■ Goal of the exercise
Copy out every one of the following lines verbatim.

Region outline entries:

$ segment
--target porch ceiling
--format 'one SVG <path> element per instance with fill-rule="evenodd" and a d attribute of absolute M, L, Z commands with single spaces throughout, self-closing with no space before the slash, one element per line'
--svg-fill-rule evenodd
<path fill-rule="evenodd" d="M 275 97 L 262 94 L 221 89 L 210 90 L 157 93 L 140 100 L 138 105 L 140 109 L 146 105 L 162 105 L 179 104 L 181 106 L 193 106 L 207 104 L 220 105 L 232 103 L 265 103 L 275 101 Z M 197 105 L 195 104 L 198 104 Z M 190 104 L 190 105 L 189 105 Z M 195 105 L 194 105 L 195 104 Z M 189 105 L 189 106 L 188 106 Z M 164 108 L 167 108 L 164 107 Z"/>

■ Solution to the exercise
$ segment
--target porch ceiling
--format 'one SVG <path> element per instance with fill-rule="evenodd" and a d attribute of absolute M, L, Z commands with single spaces throughout, self-closing with no space before the slash, one element per line'
--svg-fill-rule evenodd
<path fill-rule="evenodd" d="M 275 97 L 262 94 L 221 89 L 210 90 L 157 93 L 140 100 L 138 105 L 140 109 L 146 105 L 162 105 L 179 104 L 181 106 L 193 106 L 207 104 L 220 105 L 232 103 L 265 103 L 275 101 Z M 197 105 L 195 104 L 198 104 Z M 190 104 L 190 105 L 189 105 Z M 195 105 L 194 105 L 195 104 Z M 189 105 L 189 106 L 188 106 Z M 164 108 L 167 108 L 164 107 Z"/>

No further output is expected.